Task item - Each line from the one holding "Would you be able to point to the water" to the end of the data below must be output verbatim, with no other lines.

----- Exercise inputs -----

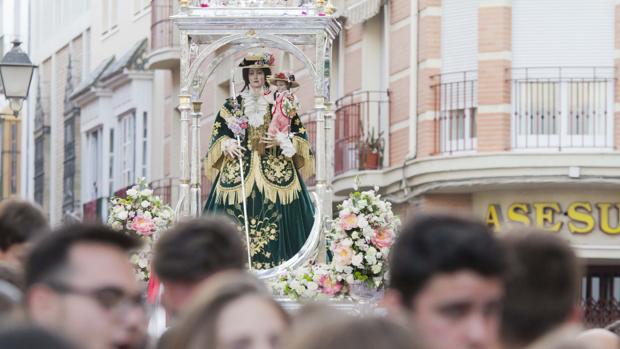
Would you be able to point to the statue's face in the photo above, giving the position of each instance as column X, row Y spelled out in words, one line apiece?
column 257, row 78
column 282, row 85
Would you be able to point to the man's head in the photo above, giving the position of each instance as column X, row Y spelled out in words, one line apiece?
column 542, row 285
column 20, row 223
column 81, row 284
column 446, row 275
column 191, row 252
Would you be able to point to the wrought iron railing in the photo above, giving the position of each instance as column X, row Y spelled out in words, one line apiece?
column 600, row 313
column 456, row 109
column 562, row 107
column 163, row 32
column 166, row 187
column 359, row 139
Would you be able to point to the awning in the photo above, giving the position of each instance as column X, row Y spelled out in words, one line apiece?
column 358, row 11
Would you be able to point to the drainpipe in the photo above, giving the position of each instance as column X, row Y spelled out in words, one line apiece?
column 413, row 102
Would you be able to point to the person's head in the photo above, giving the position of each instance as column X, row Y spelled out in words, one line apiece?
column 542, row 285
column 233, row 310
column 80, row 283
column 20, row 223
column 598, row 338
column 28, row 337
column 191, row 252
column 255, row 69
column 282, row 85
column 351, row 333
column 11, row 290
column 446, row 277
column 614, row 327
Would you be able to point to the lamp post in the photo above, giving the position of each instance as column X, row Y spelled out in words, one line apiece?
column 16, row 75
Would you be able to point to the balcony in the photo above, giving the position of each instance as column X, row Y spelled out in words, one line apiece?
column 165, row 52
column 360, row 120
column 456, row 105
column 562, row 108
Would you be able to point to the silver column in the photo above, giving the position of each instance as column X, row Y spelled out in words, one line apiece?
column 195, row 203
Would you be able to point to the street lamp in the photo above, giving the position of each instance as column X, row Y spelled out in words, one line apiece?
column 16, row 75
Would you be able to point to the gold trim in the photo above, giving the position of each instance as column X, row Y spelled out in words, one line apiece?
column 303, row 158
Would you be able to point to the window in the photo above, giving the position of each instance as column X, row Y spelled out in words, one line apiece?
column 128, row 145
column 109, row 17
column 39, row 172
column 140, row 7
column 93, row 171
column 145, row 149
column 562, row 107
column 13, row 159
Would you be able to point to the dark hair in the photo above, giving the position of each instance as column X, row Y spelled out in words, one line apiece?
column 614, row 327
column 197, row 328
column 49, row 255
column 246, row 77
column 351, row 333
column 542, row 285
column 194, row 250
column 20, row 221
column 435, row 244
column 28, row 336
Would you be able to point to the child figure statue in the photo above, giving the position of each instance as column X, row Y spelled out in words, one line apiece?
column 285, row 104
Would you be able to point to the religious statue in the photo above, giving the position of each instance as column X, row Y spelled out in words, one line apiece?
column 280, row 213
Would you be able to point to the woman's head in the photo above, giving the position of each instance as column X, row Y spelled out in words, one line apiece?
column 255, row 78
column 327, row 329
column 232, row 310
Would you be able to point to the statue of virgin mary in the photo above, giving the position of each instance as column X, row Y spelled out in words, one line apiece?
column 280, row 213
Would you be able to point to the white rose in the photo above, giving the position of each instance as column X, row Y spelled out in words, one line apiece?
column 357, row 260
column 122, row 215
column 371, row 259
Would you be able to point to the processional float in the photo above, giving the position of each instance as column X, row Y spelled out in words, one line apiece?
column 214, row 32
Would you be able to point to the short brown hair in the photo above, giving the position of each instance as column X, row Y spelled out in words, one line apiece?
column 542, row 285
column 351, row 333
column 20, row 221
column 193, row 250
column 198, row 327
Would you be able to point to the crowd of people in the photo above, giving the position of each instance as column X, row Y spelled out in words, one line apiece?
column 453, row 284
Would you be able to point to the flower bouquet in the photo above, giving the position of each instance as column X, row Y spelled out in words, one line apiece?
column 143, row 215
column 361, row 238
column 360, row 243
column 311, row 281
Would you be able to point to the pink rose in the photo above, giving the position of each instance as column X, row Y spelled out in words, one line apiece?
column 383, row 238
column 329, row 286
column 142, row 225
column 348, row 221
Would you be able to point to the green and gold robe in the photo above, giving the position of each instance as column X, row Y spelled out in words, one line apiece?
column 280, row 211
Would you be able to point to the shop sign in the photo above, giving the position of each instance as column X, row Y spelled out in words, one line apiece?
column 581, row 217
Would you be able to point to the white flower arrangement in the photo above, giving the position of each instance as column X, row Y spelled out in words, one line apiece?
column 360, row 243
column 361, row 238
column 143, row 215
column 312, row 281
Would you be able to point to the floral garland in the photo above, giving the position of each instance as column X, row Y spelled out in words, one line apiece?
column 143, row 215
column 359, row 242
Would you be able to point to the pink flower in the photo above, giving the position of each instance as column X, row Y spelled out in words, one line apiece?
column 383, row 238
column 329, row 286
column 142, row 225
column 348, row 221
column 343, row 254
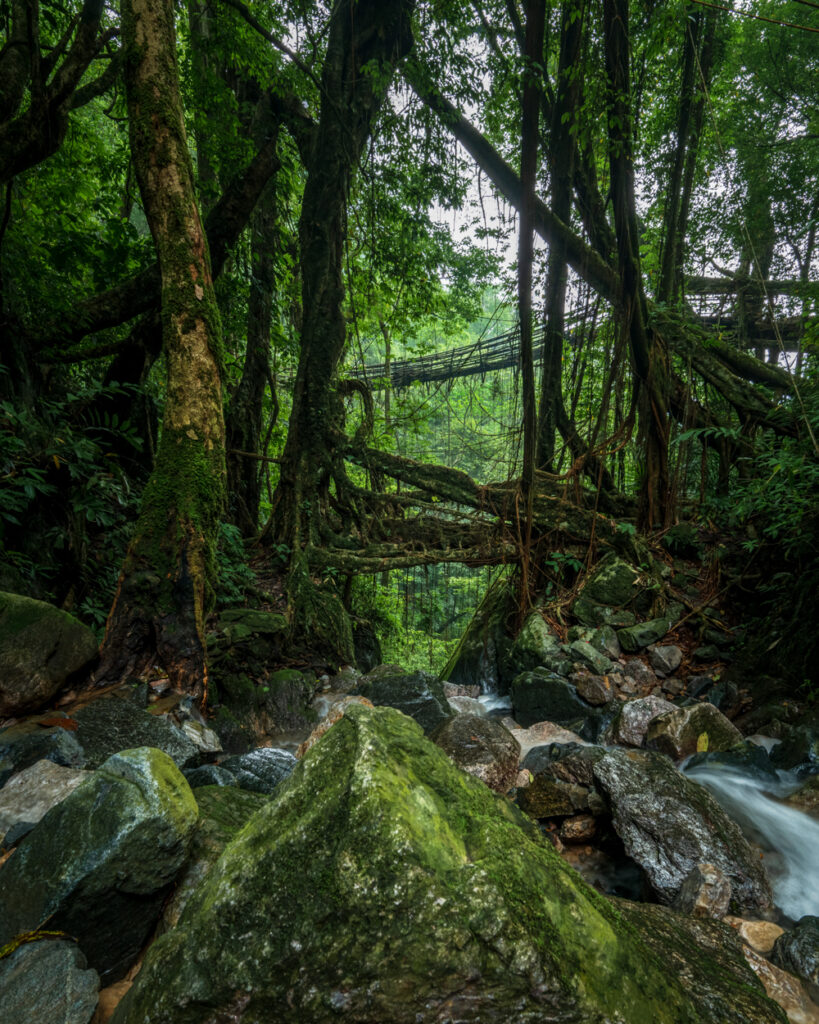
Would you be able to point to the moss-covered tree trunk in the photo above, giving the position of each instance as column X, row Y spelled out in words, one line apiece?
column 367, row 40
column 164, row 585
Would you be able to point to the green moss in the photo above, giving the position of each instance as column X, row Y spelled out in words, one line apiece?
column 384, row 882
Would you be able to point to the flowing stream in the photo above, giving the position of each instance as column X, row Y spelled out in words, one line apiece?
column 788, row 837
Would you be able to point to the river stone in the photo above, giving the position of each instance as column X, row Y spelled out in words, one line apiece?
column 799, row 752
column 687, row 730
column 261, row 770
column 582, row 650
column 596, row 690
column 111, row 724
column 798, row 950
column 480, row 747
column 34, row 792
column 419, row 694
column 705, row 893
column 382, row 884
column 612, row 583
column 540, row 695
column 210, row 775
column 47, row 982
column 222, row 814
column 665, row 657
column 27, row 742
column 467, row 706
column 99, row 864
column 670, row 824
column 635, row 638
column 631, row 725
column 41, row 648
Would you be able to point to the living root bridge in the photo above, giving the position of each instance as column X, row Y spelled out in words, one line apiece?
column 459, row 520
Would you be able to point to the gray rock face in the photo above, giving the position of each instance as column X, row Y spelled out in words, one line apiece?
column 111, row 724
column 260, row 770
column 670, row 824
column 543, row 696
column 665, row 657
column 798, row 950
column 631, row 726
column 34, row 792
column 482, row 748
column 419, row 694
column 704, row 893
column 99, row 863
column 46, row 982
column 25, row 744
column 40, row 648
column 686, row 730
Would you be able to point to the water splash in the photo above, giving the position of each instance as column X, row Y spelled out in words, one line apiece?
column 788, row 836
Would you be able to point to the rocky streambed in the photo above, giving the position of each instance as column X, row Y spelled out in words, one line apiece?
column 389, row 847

-----

Exercise result -
Would you be able to point to the water splash in the photo above, giving the position of each instance as column X, row Y spelled out in words, one line apiece?
column 788, row 836
Would you be able to point to the rocky streambed in the photo above, giving the position of each instance as column X, row Y spelled out in words, one line apiece?
column 389, row 847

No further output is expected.